__Given request__
Update the lines from the one containing "Mark the region of every instance of the distant" through the one containing "145L669 114L649 117L615" by replacing "mountain ridge" with "mountain range", and leave everything else unchanged. Give back only those lines.

__Contour labeling items__
>>>>

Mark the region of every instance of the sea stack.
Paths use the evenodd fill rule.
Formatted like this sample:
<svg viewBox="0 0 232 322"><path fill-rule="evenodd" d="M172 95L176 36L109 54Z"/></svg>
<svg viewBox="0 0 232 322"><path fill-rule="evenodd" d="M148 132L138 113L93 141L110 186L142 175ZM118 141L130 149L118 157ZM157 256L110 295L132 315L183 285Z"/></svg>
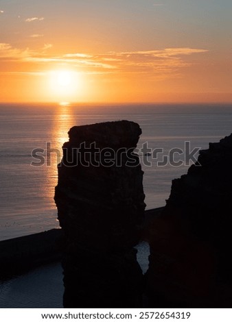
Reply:
<svg viewBox="0 0 232 322"><path fill-rule="evenodd" d="M150 229L150 307L232 305L232 134L202 150ZM156 306L157 307L157 306Z"/></svg>
<svg viewBox="0 0 232 322"><path fill-rule="evenodd" d="M75 126L58 164L55 201L64 247L65 308L141 307L133 248L144 216L141 130L128 121Z"/></svg>

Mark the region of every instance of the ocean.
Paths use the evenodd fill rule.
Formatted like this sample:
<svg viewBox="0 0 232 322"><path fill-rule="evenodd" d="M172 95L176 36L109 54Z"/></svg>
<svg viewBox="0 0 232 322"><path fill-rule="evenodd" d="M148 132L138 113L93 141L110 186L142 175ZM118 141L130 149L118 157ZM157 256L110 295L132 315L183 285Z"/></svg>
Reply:
<svg viewBox="0 0 232 322"><path fill-rule="evenodd" d="M58 227L54 187L67 132L122 119L138 123L143 132L137 152L151 209L165 206L172 180L194 160L191 151L196 149L197 157L196 148L207 149L231 133L232 106L0 104L0 240Z"/></svg>

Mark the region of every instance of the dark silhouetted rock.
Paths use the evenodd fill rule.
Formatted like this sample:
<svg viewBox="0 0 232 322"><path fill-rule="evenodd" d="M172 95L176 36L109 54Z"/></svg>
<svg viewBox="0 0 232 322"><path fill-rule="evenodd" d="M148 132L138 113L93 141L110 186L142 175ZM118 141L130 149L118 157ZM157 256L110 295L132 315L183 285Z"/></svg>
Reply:
<svg viewBox="0 0 232 322"><path fill-rule="evenodd" d="M173 180L150 228L150 307L232 304L232 135L200 151L198 162Z"/></svg>
<svg viewBox="0 0 232 322"><path fill-rule="evenodd" d="M137 308L142 273L133 247L144 214L141 133L121 121L73 127L63 145L55 201L67 236L64 306Z"/></svg>

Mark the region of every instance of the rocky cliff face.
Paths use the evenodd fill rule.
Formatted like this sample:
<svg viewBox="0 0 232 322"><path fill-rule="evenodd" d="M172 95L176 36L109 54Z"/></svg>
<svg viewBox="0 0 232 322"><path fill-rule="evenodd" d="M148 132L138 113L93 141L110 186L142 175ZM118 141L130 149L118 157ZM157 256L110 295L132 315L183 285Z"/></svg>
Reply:
<svg viewBox="0 0 232 322"><path fill-rule="evenodd" d="M55 201L67 236L66 308L137 308L142 273L133 247L144 213L143 172L133 153L139 126L121 121L72 127Z"/></svg>
<svg viewBox="0 0 232 322"><path fill-rule="evenodd" d="M232 134L210 143L198 162L173 180L150 230L150 305L232 304Z"/></svg>

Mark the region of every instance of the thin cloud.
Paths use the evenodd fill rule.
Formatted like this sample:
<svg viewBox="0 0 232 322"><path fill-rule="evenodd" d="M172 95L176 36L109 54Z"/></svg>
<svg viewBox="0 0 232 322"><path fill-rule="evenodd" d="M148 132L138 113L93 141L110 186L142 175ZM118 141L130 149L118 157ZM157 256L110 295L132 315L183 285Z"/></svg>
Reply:
<svg viewBox="0 0 232 322"><path fill-rule="evenodd" d="M67 53L66 55L64 55L64 57L67 57L67 58L91 58L93 56L93 55L89 55L89 53Z"/></svg>
<svg viewBox="0 0 232 322"><path fill-rule="evenodd" d="M110 51L91 54L91 53L69 53L54 55L47 52L51 44L45 44L37 52L29 49L13 48L10 44L0 43L0 60L23 61L26 63L54 65L66 64L83 73L92 75L147 75L148 77L165 79L181 77L183 68L196 64L186 56L208 52L204 49L166 48L148 51ZM46 68L47 68L46 66Z"/></svg>
<svg viewBox="0 0 232 322"><path fill-rule="evenodd" d="M47 50L52 47L51 44L45 44L43 46L43 50Z"/></svg>
<svg viewBox="0 0 232 322"><path fill-rule="evenodd" d="M43 21L43 20L45 20L43 16L42 16L40 18L38 18L38 16L34 16L34 17L32 17L32 18L27 18L27 19L25 19L25 22L26 23L32 23L32 21Z"/></svg>
<svg viewBox="0 0 232 322"><path fill-rule="evenodd" d="M31 38L40 38L40 37L43 37L44 35L43 35L42 34L34 34L33 35L31 35L30 37Z"/></svg>

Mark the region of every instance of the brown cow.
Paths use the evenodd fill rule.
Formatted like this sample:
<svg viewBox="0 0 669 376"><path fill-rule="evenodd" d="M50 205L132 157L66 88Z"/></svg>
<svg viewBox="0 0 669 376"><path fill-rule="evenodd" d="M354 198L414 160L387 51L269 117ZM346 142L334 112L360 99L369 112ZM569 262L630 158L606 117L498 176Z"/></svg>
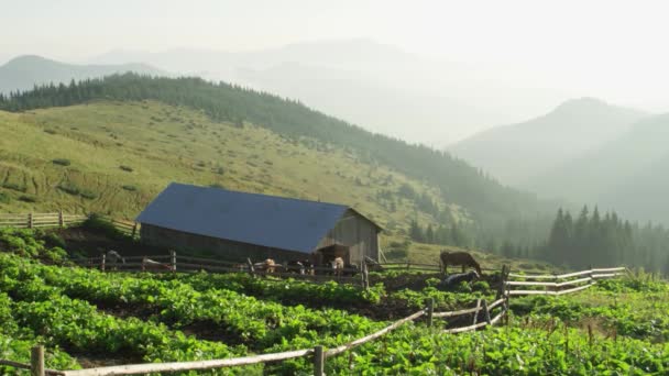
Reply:
<svg viewBox="0 0 669 376"><path fill-rule="evenodd" d="M142 272L146 272L146 270L158 270L158 272L172 270L172 265L158 263L149 257L144 257L144 258L142 258Z"/></svg>
<svg viewBox="0 0 669 376"><path fill-rule="evenodd" d="M253 264L253 268L255 270L262 270L265 273L274 273L276 270L276 267L278 266L278 264L276 264L274 262L274 258L267 258L262 263L255 263Z"/></svg>
<svg viewBox="0 0 669 376"><path fill-rule="evenodd" d="M332 272L334 272L337 277L341 277L341 273L343 272L343 258L336 257L332 261Z"/></svg>
<svg viewBox="0 0 669 376"><path fill-rule="evenodd" d="M439 261L441 264L441 273L443 274L448 273L449 265L462 265L462 273L464 273L465 267L469 266L476 269L479 275L483 275L481 273L481 265L479 265L474 257L472 257L472 255L470 255L468 252L441 251L441 254L439 255Z"/></svg>

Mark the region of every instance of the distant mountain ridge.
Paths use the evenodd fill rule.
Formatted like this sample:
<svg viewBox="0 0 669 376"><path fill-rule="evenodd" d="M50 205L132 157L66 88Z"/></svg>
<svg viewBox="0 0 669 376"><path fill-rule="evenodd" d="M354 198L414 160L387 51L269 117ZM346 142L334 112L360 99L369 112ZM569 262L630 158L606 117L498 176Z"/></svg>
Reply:
<svg viewBox="0 0 669 376"><path fill-rule="evenodd" d="M667 145L669 114L649 117L615 140L537 176L528 188L669 224Z"/></svg>
<svg viewBox="0 0 669 376"><path fill-rule="evenodd" d="M442 151L371 133L296 101L200 78L107 76L73 87L40 87L0 100L0 109L20 112L100 99L156 100L201 111L216 122L240 128L244 122L253 123L294 142L311 140L321 148L351 151L361 162L387 166L428 183L443 202L465 208L470 218L481 223L500 222L523 212L534 213L540 206L534 195L502 186ZM439 208L434 211L438 217L448 217Z"/></svg>
<svg viewBox="0 0 669 376"><path fill-rule="evenodd" d="M366 130L435 147L540 113L568 95L525 87L505 70L441 60L368 38L295 43L250 52L117 49L91 59L145 62L299 100ZM513 109L509 110L509 109Z"/></svg>
<svg viewBox="0 0 669 376"><path fill-rule="evenodd" d="M165 75L146 64L75 65L36 55L15 57L0 66L0 92L29 90L35 85L69 82L86 78L98 78L112 74L132 71L143 75Z"/></svg>
<svg viewBox="0 0 669 376"><path fill-rule="evenodd" d="M449 150L504 184L527 187L536 176L596 150L645 117L594 98L573 99L546 115L483 131Z"/></svg>

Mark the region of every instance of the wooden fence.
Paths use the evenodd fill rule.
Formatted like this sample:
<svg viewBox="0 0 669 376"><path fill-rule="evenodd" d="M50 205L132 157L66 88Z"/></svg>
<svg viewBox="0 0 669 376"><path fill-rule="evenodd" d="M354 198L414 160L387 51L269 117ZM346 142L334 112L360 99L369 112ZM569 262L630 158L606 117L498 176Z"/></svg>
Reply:
<svg viewBox="0 0 669 376"><path fill-rule="evenodd" d="M491 311L496 307L503 307L503 309L491 319ZM288 351L282 353L272 353L272 354L262 354L262 355L252 355L252 356L243 356L235 358L226 358L226 360L212 360L212 361L195 361L195 362L173 362L173 363L144 363L144 364L128 364L128 365L119 365L119 366L108 366L108 367L96 367L96 368L87 368L87 369L74 369L74 371L54 371L54 369L45 369L44 368L44 349L42 346L33 347L33 356L31 356L31 364L23 364L11 361L1 361L0 364L6 364L12 367L31 369L32 375L61 375L61 376L111 376L111 375L139 375L139 374L149 374L149 373L172 373L172 372L183 372L183 371L204 371L204 369L215 369L215 368L226 368L226 367L235 367L235 366L244 366L267 362L278 362L297 357L311 357L314 362L314 375L322 376L325 375L325 362L328 357L337 356L342 354L349 350L358 347L368 342L374 341L393 330L402 327L403 324L417 320L421 317L426 317L427 325L434 325L434 319L436 318L451 318L462 314L472 314L473 316L473 324L462 328L454 329L446 329L445 333L461 333L467 331L476 330L486 325L494 325L497 323L503 316L507 312L507 300L498 299L487 306L485 300L479 299L476 302L476 308L467 309L460 311L449 311L449 312L434 312L434 300L428 300L428 305L426 308L404 318L393 322L392 324L381 329L377 332L365 335L361 339L351 341L349 343L339 345L333 349L325 350L323 346L317 345L314 349L301 349L296 351ZM476 323L479 313L483 312L485 316L485 321Z"/></svg>
<svg viewBox="0 0 669 376"><path fill-rule="evenodd" d="M81 224L88 219L84 214L65 214L63 211L53 213L0 214L0 228L64 228Z"/></svg>
<svg viewBox="0 0 669 376"><path fill-rule="evenodd" d="M176 255L173 253L169 255L171 262L176 263ZM202 259L205 261L205 259ZM399 328L404 323L408 321L417 320L421 317L426 317L426 322L428 327L434 325L434 319L448 319L453 317L461 317L465 314L472 316L472 323L465 327L458 328L448 328L443 329L445 333L453 334L453 333L462 333L468 331L474 331L478 329L482 329L489 325L494 325L498 323L503 318L506 318L506 323L508 324L508 299L511 296L517 295L529 295L529 294L547 294L548 290L509 290L512 286L535 286L535 287L552 287L560 288L562 286L571 286L574 284L582 284L588 281L594 281L599 278L612 278L619 275L625 274L626 268L624 267L615 267L615 268L591 268L589 270L569 273L563 275L523 275L523 274L513 274L508 272L506 265L502 269L502 281L501 281L501 296L498 295L497 299L492 303L487 303L485 299L476 300L475 307L467 308L458 311L447 311L447 312L434 312L434 300L429 299L427 301L427 307L404 318L397 320L390 324L388 327L365 335L361 339L351 341L349 343L342 344L340 346L323 350L322 346L317 345L314 349L301 349L296 351L288 351L282 353L272 353L272 354L262 354L262 355L252 355L252 356L243 356L235 358L227 358L227 360L212 360L212 361L196 361L196 362L174 362L174 363L151 363L151 364L129 364L129 365L120 365L120 366L108 366L108 367L97 367L97 368L88 368L88 369L76 369L76 371L54 371L54 369L45 369L44 368L44 349L42 346L35 346L32 351L31 364L23 364L12 361L2 361L0 360L0 364L9 365L18 368L31 369L32 375L61 375L61 376L110 376L110 375L138 375L138 374L147 374L147 373L171 373L171 372L180 372L180 371L202 371L202 369L215 369L215 368L224 368L224 367L234 367L234 366L244 366L252 364L261 364L267 362L278 362L285 361L289 358L297 357L311 357L314 362L314 375L322 376L325 371L325 362L328 357L337 356L341 353L344 353L351 349L360 346L370 341L374 341L393 330ZM581 277L583 275L588 275L588 277ZM527 280L507 280L507 278L524 278L524 279L552 279L553 281L527 281ZM557 280L568 279L568 278L577 278L563 283L558 283ZM550 291L550 295L562 295L569 292L575 292L581 289L588 288L592 286L592 284L588 284L584 286L579 286L577 288L571 288L567 290L558 290ZM531 291L531 292L528 292ZM501 308L500 312L494 317L491 317L491 313L494 309ZM479 316L483 313L483 321L479 322Z"/></svg>
<svg viewBox="0 0 669 376"><path fill-rule="evenodd" d="M305 269L305 272L314 270L314 274L300 274L298 268L293 267L290 269L286 265L277 265L273 272L270 272L256 269L251 259L245 263L234 263L216 258L182 256L174 251L168 255L128 256L123 258L124 263L114 262L112 264L107 261L107 256L103 254L99 257L77 258L73 262L83 267L98 268L103 272L197 273L204 270L209 273L248 273L252 276L294 278L315 283L334 280L342 284L360 285L365 289L370 286L369 272L364 263L360 268L344 267L341 275L338 276L333 275L333 269L330 266L315 266Z"/></svg>
<svg viewBox="0 0 669 376"><path fill-rule="evenodd" d="M616 276L624 275L626 273L625 267L610 267L610 268L590 268L588 270L567 273L560 275L525 275L509 273L508 278L522 278L526 280L506 280L505 289L506 295L564 295L584 290L596 284L597 279L613 278ZM539 280L527 280L527 279L539 279ZM542 281L551 280L551 281ZM539 289L525 289L516 290L513 287L534 287ZM569 287L562 289L563 287ZM541 289L542 288L542 289Z"/></svg>
<svg viewBox="0 0 669 376"><path fill-rule="evenodd" d="M441 273L441 267L435 264L413 263L410 261L402 263L382 263L379 264L384 270L416 270L416 272L434 272ZM483 272L497 272L498 269L481 268Z"/></svg>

<<<<

__Task response__
Mark the region of every instance of the distant mountain range.
Paths use the evenodd fill rule.
Formatted like this sample:
<svg viewBox="0 0 669 376"><path fill-rule="evenodd" d="M50 205L132 157L66 88Z"/></svg>
<svg viewBox="0 0 669 376"><path fill-rule="evenodd" d="M354 198L414 160L387 51L269 117ZM346 142L334 112L360 99L369 112ZM569 262L630 158L606 117L498 176Z"/></svg>
Reply:
<svg viewBox="0 0 669 376"><path fill-rule="evenodd" d="M667 145L669 114L649 117L615 140L537 176L528 188L669 224Z"/></svg>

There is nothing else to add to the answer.